◆ **EXERCISE DETAILS**:
The answer must consist solely of the line that contains "the man's arm" and all subsequent lines of the data, each reproduced exactly.

[[ DATA UNDER STUDY open ]]

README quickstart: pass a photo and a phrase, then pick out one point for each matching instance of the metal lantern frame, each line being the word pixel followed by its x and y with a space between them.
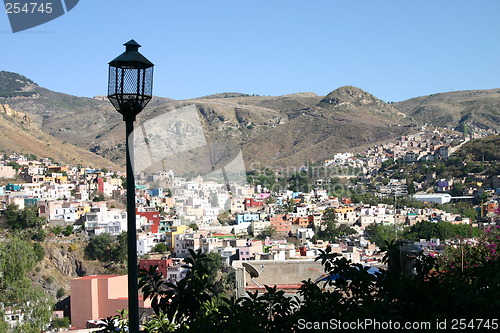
pixel 130 81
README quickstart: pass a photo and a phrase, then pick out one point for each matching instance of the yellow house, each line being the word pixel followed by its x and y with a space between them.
pixel 170 235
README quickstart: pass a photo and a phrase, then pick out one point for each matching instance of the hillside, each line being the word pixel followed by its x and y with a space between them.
pixel 18 133
pixel 477 108
pixel 270 130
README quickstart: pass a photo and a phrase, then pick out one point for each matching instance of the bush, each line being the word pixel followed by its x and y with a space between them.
pixel 60 322
pixel 39 252
pixel 60 293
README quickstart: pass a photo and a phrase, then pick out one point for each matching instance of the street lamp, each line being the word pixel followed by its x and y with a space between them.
pixel 130 87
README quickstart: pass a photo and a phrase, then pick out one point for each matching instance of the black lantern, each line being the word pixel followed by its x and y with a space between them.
pixel 130 87
pixel 130 83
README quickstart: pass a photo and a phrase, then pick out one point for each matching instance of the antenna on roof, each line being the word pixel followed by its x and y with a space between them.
pixel 253 272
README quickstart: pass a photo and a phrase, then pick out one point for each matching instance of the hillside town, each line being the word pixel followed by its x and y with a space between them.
pixel 248 223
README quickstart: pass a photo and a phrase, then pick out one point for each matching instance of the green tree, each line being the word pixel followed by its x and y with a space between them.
pixel 17 259
pixel 119 251
pixel 60 322
pixel 328 227
pixel 68 230
pixel 268 231
pixel 160 248
pixel 99 248
pixel 39 251
pixel 380 233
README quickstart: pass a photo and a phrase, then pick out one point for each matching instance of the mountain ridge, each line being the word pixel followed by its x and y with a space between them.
pixel 271 130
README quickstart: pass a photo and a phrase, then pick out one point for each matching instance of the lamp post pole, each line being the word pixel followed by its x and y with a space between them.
pixel 130 86
pixel 133 288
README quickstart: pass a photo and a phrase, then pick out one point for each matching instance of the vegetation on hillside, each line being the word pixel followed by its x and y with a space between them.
pixel 13 84
pixel 415 288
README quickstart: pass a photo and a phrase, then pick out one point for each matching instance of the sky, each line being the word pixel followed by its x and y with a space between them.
pixel 395 50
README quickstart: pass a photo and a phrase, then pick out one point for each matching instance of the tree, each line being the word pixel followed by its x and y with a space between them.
pixel 380 233
pixel 328 228
pixel 68 230
pixel 99 248
pixel 119 248
pixel 17 259
pixel 160 248
pixel 269 231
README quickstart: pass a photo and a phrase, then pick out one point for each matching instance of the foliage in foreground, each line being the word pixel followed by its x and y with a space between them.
pixel 414 288
pixel 17 293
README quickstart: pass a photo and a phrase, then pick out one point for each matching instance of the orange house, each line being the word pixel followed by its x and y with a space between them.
pixel 99 296
pixel 281 223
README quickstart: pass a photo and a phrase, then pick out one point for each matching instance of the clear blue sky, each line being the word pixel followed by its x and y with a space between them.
pixel 393 49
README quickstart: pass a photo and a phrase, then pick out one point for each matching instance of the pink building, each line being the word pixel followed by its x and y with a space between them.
pixel 98 296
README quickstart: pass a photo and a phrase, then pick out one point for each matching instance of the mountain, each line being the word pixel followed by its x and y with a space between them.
pixel 476 108
pixel 270 130
pixel 19 134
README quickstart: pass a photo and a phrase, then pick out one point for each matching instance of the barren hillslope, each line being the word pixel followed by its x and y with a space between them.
pixel 19 134
pixel 271 130
pixel 480 108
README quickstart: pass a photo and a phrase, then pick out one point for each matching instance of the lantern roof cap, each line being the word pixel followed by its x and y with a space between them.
pixel 131 57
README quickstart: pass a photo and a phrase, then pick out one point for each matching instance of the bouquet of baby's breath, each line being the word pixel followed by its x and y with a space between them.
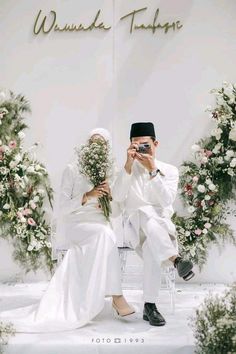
pixel 95 163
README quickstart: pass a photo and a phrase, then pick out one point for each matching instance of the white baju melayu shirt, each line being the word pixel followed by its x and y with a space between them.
pixel 154 197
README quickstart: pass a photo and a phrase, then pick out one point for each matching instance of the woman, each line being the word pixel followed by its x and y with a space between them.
pixel 90 269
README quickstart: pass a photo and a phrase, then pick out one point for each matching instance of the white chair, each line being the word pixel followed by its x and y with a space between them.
pixel 134 272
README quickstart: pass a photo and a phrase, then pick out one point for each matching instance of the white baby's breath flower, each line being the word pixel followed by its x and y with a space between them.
pixel 195 148
pixel 201 188
pixel 233 162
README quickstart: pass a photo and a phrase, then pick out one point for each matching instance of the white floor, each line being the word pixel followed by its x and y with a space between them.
pixel 106 334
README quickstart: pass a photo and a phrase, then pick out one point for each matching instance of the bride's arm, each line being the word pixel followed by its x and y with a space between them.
pixel 68 202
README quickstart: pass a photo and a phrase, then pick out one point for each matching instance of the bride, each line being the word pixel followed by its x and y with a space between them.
pixel 90 269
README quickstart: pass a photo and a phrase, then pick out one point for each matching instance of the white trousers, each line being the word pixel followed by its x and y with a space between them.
pixel 154 248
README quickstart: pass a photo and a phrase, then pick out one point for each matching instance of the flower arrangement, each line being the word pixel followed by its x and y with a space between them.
pixel 6 330
pixel 24 186
pixel 214 324
pixel 95 163
pixel 207 184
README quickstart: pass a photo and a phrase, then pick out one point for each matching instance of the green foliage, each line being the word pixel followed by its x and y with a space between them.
pixel 24 189
pixel 6 330
pixel 208 183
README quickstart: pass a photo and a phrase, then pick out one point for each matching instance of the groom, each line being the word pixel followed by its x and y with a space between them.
pixel 147 188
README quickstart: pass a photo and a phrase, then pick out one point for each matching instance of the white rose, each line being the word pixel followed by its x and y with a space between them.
pixel 232 134
pixel 233 162
pixel 204 159
pixel 217 133
pixel 195 147
pixel 21 135
pixel 41 191
pixel 17 158
pixel 30 169
pixel 201 188
pixel 2 96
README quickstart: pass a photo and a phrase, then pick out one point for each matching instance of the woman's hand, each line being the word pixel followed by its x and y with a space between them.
pixel 97 192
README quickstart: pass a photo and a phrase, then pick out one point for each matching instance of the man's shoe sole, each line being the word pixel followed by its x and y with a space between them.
pixel 189 276
pixel 145 318
pixel 185 271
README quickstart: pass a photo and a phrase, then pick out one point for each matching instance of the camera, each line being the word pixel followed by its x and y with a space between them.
pixel 143 148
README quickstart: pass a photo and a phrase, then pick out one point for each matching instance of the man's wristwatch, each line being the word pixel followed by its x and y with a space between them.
pixel 154 173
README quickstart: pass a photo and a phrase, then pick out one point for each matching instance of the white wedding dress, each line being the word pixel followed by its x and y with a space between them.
pixel 89 271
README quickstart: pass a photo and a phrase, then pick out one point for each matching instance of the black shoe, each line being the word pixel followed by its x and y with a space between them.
pixel 184 268
pixel 151 314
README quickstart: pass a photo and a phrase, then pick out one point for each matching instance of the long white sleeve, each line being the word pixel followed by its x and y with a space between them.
pixel 121 186
pixel 163 189
pixel 67 201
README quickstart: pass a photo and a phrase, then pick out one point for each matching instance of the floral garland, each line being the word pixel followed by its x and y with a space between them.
pixel 7 330
pixel 207 184
pixel 24 184
pixel 94 163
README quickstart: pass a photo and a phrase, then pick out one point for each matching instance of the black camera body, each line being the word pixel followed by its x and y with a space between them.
pixel 144 148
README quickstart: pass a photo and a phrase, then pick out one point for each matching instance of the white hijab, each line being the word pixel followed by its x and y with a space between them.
pixel 103 132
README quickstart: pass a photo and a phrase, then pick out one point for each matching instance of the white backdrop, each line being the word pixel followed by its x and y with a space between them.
pixel 80 80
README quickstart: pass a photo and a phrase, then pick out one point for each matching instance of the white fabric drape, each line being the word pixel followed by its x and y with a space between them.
pixel 89 271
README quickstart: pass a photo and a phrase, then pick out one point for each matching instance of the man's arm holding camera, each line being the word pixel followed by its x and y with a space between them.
pixel 123 180
pixel 161 188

[[ DATA UNDER STUDY closed ]]

◆ **TASK SOLUTION**:
README quickstart: pass a photo and a phrase, then pick out one point for each matching instance of the man's arm holding camera, each line being the word pixel followed by its x and y with a space between them.
pixel 123 180
pixel 161 188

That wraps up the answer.